Packed with fascinating and inspirational tales of success, Amy Wilkinson's brilliant book explains the six essential skills required by entrepreneurs to achieve their dreams. Based on in-depth interviews with the founders of numerous global brands, from eBay to Spanx, from LinkedIn to PayPal, she shows just what they did and what set them apart. For the key to being a successful entrepreneur isn't necessarily about being 'first', it is about being the 'only' one, and devising a new formula where none previously existed. Above all, these stories show how - if you follow the right steps - anyone can become a successful entrepreneur.

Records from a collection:
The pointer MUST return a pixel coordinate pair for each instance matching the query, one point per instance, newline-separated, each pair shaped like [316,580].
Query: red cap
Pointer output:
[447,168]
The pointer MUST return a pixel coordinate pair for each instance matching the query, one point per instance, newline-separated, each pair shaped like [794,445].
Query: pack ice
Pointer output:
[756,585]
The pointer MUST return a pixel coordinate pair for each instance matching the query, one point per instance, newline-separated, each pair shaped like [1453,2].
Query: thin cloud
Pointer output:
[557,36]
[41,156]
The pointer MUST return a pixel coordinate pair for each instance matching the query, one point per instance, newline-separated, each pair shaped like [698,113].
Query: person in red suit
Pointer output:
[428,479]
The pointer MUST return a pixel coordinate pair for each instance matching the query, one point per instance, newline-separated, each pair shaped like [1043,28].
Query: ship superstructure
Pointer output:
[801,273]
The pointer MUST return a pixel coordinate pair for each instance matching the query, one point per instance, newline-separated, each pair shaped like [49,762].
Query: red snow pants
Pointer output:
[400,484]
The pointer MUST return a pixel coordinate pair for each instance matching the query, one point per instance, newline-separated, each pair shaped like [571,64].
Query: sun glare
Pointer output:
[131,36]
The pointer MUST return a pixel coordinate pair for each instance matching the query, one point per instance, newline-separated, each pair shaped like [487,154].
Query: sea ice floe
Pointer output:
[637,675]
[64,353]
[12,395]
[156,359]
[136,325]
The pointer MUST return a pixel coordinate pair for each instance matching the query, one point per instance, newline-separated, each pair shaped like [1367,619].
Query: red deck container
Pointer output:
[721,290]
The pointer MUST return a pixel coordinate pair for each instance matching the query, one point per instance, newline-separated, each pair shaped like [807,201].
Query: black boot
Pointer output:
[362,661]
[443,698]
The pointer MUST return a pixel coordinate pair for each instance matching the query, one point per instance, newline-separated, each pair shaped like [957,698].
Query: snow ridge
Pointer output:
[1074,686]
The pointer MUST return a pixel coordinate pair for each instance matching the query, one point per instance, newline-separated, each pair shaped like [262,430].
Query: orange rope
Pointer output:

> EXERCISE SET:
1. In one to three sentences, explain what the book description says the book's account of what set the founders apart is based on.
2. Say whether each statement agrees with the book description, answering yes or no and quoting the deciding words.
(a) The book explains six essential skills that entrepreneurs need.
(b) The book holds that being first is the key to entrepreneurial success.
(c) The stories suggest that only certain people can become successful entrepreneurs.
3. Repeat word for word the stretch of the book description from "Packed with fascinating" through "a successful entrepreneur.".

> ANSWERS BY TASK:
1. It is based on in-depth interviews with the founders of numerous global brands, from eBay to Spanx and from LinkedIn to PayPal. From these interviews, the book shows what the founders did and what set them apart.

2.
(a) Yes: "explains the six essential skills required by entrepreneurs to achieve their dreams"
(b) No: "the key to being a successful entrepreneur isn't necessarily about being 'first', it is about being the 'only' one"
(c) No: "anyone can become a successful entrepreneur"

3.
Packed with fascinating and inspirational tales of success, Amy Wilkinson's brilliant book explains the six essential skills required by entrepreneurs to achieve their dreams. Based on in-depth interviews with the founders of numerous global brands, from eBay to Spanx, from LinkedIn to PayPal, she shows just what they did and what set them apart. For the key to being a successful entrepreneur isn't necessarily about being 'first', it is about being the 'only' one, and devising a new formula where none previously existed. Above all, these stories show how - if you follow the right steps - anyone can become a successful entrepreneur.